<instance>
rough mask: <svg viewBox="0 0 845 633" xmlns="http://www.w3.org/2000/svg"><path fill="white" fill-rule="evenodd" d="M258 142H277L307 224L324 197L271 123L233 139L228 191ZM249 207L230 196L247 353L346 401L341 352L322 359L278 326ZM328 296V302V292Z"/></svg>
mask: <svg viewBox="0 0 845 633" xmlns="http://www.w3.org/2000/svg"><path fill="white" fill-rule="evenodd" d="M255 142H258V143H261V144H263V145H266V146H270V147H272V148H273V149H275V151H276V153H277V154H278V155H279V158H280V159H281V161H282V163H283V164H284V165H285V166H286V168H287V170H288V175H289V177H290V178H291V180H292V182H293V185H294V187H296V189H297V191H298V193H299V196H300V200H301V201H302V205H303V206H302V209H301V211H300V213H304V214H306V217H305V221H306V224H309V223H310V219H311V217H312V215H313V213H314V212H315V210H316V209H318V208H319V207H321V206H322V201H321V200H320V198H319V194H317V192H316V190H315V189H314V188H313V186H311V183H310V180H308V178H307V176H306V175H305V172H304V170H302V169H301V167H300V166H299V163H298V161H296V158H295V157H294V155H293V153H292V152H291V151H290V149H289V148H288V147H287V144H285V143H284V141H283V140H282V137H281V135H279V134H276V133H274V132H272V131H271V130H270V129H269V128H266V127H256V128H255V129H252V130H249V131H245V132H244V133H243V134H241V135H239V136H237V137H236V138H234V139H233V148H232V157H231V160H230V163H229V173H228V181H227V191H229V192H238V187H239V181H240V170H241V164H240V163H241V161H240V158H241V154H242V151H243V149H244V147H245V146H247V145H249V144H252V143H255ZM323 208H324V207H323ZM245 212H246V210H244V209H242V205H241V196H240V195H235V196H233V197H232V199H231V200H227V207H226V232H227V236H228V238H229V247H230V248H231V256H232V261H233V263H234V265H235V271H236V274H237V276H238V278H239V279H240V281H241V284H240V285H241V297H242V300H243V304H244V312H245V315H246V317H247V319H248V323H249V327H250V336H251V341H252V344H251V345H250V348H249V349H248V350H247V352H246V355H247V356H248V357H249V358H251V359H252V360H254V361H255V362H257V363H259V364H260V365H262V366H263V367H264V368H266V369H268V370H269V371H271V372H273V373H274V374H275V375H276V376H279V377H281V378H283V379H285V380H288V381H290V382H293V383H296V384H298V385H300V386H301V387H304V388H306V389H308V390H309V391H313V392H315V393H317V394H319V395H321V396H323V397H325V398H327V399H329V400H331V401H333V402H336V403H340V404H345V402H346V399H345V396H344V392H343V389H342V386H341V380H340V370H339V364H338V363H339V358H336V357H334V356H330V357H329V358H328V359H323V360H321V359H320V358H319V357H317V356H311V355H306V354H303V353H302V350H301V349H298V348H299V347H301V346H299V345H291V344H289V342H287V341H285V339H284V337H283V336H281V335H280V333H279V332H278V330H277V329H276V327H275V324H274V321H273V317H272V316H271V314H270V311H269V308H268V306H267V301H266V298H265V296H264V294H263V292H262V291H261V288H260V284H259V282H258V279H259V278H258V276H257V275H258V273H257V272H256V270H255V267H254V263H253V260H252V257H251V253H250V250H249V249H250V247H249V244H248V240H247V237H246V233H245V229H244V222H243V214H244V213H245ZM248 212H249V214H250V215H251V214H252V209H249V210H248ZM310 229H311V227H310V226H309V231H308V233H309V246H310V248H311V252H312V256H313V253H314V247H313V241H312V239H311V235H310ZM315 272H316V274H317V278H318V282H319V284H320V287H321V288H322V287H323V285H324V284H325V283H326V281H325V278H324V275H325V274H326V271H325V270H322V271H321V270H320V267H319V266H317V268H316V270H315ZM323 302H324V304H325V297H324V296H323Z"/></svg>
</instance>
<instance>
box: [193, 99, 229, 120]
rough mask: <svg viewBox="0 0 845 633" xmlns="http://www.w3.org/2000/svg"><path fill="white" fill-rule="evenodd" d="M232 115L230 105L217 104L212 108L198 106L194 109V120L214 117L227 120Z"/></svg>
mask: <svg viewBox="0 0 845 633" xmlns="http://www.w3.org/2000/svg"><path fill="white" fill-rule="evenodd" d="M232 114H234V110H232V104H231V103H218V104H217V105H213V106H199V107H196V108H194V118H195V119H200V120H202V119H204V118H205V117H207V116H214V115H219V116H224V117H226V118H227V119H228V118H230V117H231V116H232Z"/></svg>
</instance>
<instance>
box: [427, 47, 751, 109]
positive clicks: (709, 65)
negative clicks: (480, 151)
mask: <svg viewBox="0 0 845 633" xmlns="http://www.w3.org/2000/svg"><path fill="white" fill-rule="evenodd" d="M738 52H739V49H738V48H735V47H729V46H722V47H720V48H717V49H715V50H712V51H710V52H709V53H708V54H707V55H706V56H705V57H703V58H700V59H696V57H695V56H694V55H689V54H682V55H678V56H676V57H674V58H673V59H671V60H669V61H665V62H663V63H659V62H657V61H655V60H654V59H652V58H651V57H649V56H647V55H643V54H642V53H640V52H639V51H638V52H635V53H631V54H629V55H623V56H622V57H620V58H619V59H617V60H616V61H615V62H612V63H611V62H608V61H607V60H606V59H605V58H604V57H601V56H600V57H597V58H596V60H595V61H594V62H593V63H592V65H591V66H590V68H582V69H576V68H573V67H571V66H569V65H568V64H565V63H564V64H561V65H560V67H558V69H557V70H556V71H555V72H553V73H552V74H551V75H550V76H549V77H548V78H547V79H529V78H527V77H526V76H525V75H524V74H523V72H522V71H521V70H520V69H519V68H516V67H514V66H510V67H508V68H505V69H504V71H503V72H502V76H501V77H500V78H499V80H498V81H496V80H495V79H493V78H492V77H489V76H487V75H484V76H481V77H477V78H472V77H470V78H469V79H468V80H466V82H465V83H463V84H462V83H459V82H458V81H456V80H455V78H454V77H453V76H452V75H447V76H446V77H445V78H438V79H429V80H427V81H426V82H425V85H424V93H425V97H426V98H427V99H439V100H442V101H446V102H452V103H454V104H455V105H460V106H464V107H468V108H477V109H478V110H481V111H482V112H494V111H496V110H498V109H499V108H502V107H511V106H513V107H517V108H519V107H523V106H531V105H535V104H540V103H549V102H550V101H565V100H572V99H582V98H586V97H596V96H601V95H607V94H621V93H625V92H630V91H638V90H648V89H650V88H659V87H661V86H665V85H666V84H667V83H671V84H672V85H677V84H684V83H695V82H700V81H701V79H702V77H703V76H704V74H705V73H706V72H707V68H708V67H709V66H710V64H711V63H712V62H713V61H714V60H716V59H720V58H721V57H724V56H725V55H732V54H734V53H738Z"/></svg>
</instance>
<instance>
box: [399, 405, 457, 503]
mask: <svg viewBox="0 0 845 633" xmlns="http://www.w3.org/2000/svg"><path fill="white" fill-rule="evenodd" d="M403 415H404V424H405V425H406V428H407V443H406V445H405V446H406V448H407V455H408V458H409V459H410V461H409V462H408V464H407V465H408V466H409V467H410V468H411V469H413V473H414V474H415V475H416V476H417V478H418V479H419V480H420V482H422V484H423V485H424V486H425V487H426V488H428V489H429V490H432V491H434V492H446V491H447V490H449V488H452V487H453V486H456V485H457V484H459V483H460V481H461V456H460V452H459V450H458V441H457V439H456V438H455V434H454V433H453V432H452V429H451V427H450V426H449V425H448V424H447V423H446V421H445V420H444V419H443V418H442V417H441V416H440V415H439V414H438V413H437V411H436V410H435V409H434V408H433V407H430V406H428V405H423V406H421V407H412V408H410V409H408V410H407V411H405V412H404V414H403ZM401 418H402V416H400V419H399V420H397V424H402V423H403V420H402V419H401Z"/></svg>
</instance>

#### INSTRUCTION
Reproduce every line of the material above verbatim, with no changes.

#### SOLUTION FOR THIS TASK
<instance>
rough mask: <svg viewBox="0 0 845 633" xmlns="http://www.w3.org/2000/svg"><path fill="white" fill-rule="evenodd" d="M258 142H277L307 224L324 197L271 123L233 139L228 191ZM249 207L230 196L247 353L346 401L341 352L322 359L278 326ZM328 296V302V292Z"/></svg>
mask: <svg viewBox="0 0 845 633" xmlns="http://www.w3.org/2000/svg"><path fill="white" fill-rule="evenodd" d="M255 142H258V143H261V144H263V145H266V146H270V147H272V148H273V149H275V151H276V153H277V154H278V155H279V158H280V159H281V161H282V163H283V164H284V165H285V166H286V168H287V170H288V175H289V177H290V178H291V180H292V182H293V185H294V187H296V189H297V191H298V193H299V196H300V200H301V201H302V205H303V206H302V209H301V211H300V213H304V214H306V217H305V221H306V224H309V223H310V219H311V217H312V215H313V213H314V212H315V210H316V209H318V208H319V207H321V206H322V201H321V200H320V198H319V194H317V192H316V190H315V189H314V188H313V186H311V183H310V180H308V178H307V176H306V175H305V172H304V170H302V169H301V167H300V166H299V163H298V161H296V158H295V157H294V155H293V153H292V152H291V151H290V149H289V148H288V147H287V144H285V143H284V141H283V140H282V137H281V135H279V134H276V133H274V132H272V131H271V130H270V129H269V128H266V127H256V128H255V129H252V130H249V131H245V132H244V133H243V134H241V135H239V136H237V137H236V138H234V139H233V148H232V157H231V160H230V163H229V173H228V181H227V191H229V192H238V187H239V181H240V170H241V164H240V163H241V161H240V158H241V154H242V151H243V149H244V147H245V146H247V145H249V144H252V143H255ZM323 208H324V207H323ZM245 212H246V210H244V209H242V205H241V196H240V195H235V196H233V197H232V199H231V200H227V207H226V232H227V236H228V238H229V247H230V248H231V256H232V261H233V263H234V265H235V271H236V274H237V276H238V278H239V279H240V281H241V284H240V285H241V297H242V300H243V304H244V312H245V315H246V317H247V319H248V323H249V327H250V336H251V341H252V344H251V345H250V348H249V349H248V350H247V352H246V355H247V356H248V357H249V358H251V359H252V360H254V361H255V362H257V363H259V364H260V365H262V366H263V367H264V368H266V369H268V370H269V371H271V372H273V373H274V374H275V375H276V376H279V377H281V378H283V379H285V380H288V381H290V382H293V383H296V384H298V385H300V386H301V387H304V388H306V389H308V390H309V391H313V392H315V393H317V394H319V395H321V396H323V397H325V398H327V399H329V400H331V401H333V402H336V403H340V404H345V402H346V399H345V396H344V392H343V389H342V386H341V380H340V370H339V364H338V363H339V358H336V357H334V356H330V357H329V358H328V359H323V360H321V359H320V358H319V357H317V356H311V355H306V354H303V353H302V350H301V349H298V348H299V347H301V346H299V345H291V344H289V342H287V341H285V339H284V337H283V336H281V335H280V333H279V332H278V330H277V329H276V327H275V324H274V321H273V317H272V316H271V314H270V311H269V308H268V306H267V301H266V298H265V296H264V294H263V292H262V291H261V288H260V284H259V282H258V279H259V278H258V276H257V275H258V273H257V272H256V270H255V267H254V263H253V260H252V257H251V253H250V250H249V249H250V247H249V244H248V240H247V237H246V233H245V229H244V222H243V214H244V213H245ZM248 212H249V214H250V215H251V214H252V209H249V210H248ZM310 229H311V227H310V226H309V231H308V233H309V246H310V248H311V252H312V256H313V253H314V247H313V241H312V239H311V235H310ZM315 272H316V274H317V278H318V282H319V284H320V287H321V288H322V287H323V285H324V284H325V283H326V281H325V278H324V275H325V274H326V271H325V270H322V271H321V270H320V267H319V266H317V268H316V270H315ZM323 302H324V304H325V297H324V296H323Z"/></svg>
</instance>
<instance>
box: [193, 99, 229, 120]
rough mask: <svg viewBox="0 0 845 633" xmlns="http://www.w3.org/2000/svg"><path fill="white" fill-rule="evenodd" d="M232 115L230 105L217 104L212 108L198 106L194 109V120L214 117L227 120Z"/></svg>
mask: <svg viewBox="0 0 845 633" xmlns="http://www.w3.org/2000/svg"><path fill="white" fill-rule="evenodd" d="M232 114H234V110H232V104H231V103H218V104H217V105H213V106H199V107H196V108H194V118H195V119H200V120H202V119H204V118H205V117H207V116H214V115H219V116H224V117H226V118H227V119H228V118H230V117H231V116H232Z"/></svg>
</instance>
<instance>
box: [427, 47, 751, 109]
positive clicks: (709, 65)
negative clicks: (480, 151)
mask: <svg viewBox="0 0 845 633" xmlns="http://www.w3.org/2000/svg"><path fill="white" fill-rule="evenodd" d="M738 52H739V49H738V48H735V47H729V46H722V47H720V48H717V49H715V50H712V51H710V52H709V53H708V54H707V55H706V56H705V57H703V58H700V59H696V57H695V56H694V55H689V54H682V55H678V56H676V57H674V58H673V59H671V60H669V61H665V62H663V63H659V62H657V61H655V60H654V59H652V58H651V57H649V56H647V55H643V54H642V53H640V52H639V51H638V52H635V53H631V54H629V55H623V56H622V57H620V58H619V59H617V60H616V61H615V62H612V63H611V62H608V61H607V60H606V59H605V58H604V57H601V56H600V57H597V58H596V60H595V61H594V62H593V63H592V65H591V66H590V68H582V69H576V68H573V67H571V66H569V65H568V64H565V63H564V64H561V65H560V67H558V69H557V70H556V71H555V72H553V73H552V74H551V75H550V76H549V77H548V78H547V79H529V78H527V77H526V76H525V75H524V74H523V72H522V71H521V70H520V69H519V68H516V67H514V66H510V67H508V68H505V69H504V71H503V72H502V76H501V77H500V78H499V80H498V81H496V80H495V79H493V78H492V77H489V76H487V75H484V76H481V77H477V78H472V77H470V78H469V79H468V80H466V82H465V83H463V84H462V83H459V82H458V81H456V80H455V78H454V77H453V76H452V75H447V76H446V77H445V78H438V79H429V80H427V81H426V82H425V85H424V93H425V97H426V98H427V99H439V100H442V101H446V102H452V103H454V104H455V105H460V106H464V107H468V108H477V109H478V110H481V111H482V112H494V111H496V110H498V109H499V108H502V107H511V106H513V107H517V108H519V107H523V106H531V105H535V104H540V103H549V102H550V101H565V100H572V99H582V98H586V97H596V96H601V95H607V94H621V93H625V92H630V91H638V90H648V89H650V88H659V87H661V86H665V85H666V84H667V83H671V84H672V85H677V84H684V83H695V82H700V81H701V79H702V77H703V76H704V74H705V73H706V72H707V68H708V67H709V66H710V64H711V63H712V62H713V61H714V60H716V59H720V58H721V57H724V56H725V55H732V54H734V53H738Z"/></svg>
</instance>
<instance>
box: [399, 405, 457, 503]
mask: <svg viewBox="0 0 845 633" xmlns="http://www.w3.org/2000/svg"><path fill="white" fill-rule="evenodd" d="M403 415H404V424H405V425H406V428H407V443H406V445H405V446H406V448H407V455H408V458H409V459H410V461H409V462H408V464H407V465H408V466H409V467H410V468H411V469H413V473H414V474H415V475H416V476H417V478H418V479H419V480H420V482H422V484H423V485H424V486H425V487H426V488H428V489H429V490H432V491H434V492H446V491H447V490H449V488H452V487H453V486H456V485H457V484H459V483H460V481H461V456H460V452H459V450H458V441H457V439H456V438H455V434H454V433H453V432H452V429H451V427H450V426H449V425H448V424H447V423H446V421H445V420H444V419H443V418H442V417H441V416H440V415H439V414H438V413H437V411H436V410H435V409H434V408H433V407H430V406H428V405H423V406H421V407H412V408H410V409H408V410H407V411H405V412H404V414H403ZM401 418H402V416H400V419H399V420H397V424H402V423H403V420H402V419H401Z"/></svg>
</instance>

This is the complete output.